(What you should do) Look through the records that follow. Copy every line containing the word "light".

[Dataset excerpts]
※ ※ ※

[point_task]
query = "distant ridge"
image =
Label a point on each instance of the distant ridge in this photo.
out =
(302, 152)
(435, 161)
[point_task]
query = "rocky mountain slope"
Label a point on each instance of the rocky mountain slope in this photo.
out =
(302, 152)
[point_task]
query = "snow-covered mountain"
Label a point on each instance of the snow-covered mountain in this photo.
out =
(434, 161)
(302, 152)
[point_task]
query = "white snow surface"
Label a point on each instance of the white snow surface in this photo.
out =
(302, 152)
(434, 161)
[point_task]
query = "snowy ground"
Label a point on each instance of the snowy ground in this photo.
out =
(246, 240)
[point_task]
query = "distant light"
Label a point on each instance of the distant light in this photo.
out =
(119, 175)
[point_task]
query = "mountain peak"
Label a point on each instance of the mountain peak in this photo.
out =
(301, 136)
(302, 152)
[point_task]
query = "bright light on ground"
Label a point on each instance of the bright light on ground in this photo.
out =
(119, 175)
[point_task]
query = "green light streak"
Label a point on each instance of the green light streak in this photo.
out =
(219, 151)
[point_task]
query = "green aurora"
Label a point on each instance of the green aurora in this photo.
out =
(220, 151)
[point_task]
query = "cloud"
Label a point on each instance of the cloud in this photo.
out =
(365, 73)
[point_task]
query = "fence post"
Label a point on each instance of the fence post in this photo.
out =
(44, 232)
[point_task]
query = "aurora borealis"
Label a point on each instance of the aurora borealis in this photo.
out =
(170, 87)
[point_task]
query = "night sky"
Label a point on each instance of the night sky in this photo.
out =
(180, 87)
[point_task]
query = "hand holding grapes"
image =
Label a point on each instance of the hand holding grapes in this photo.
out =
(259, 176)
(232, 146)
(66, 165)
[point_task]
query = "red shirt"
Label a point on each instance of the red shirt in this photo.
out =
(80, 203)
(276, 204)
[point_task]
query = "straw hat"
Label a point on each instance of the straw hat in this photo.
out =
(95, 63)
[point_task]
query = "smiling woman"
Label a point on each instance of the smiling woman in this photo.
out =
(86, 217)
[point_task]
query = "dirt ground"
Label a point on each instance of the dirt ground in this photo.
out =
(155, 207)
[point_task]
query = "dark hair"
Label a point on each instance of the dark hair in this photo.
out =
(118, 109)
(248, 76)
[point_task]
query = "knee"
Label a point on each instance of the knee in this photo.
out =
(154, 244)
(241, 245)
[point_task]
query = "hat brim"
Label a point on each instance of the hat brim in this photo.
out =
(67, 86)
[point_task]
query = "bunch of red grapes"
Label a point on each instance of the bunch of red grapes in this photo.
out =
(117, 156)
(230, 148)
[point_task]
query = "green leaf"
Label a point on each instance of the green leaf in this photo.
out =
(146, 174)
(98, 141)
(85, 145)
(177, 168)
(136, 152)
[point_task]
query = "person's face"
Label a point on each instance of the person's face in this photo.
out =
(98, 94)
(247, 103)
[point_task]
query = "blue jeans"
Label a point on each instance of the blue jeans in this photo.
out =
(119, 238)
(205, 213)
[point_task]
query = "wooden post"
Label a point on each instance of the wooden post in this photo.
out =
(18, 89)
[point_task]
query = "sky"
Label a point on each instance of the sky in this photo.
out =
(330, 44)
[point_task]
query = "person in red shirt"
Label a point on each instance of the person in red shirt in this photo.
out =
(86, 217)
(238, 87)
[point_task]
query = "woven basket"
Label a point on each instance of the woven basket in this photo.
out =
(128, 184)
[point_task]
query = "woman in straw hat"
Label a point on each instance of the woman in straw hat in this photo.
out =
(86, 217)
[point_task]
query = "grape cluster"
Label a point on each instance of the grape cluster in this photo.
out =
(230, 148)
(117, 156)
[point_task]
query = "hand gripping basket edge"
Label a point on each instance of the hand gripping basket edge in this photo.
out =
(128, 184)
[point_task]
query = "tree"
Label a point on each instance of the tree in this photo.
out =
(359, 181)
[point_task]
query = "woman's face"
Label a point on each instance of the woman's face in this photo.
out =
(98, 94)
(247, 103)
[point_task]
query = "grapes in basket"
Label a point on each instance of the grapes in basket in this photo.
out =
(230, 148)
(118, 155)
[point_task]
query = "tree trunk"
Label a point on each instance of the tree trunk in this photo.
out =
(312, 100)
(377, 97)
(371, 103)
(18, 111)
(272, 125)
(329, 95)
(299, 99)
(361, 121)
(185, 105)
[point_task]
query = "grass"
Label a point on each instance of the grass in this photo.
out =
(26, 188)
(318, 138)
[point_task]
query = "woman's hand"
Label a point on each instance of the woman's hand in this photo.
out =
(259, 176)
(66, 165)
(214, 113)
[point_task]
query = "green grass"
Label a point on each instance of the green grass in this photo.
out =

※ ※ ※

(Reply to the exercise)
query = "distant light"
Label a point on each instance of the distant light in this photo.
query = "bright light on ground"
Label a point on each instance of the bright light on ground in this photo.
query = "green light streak"
Label a point on each instance of the green light streak in this photo.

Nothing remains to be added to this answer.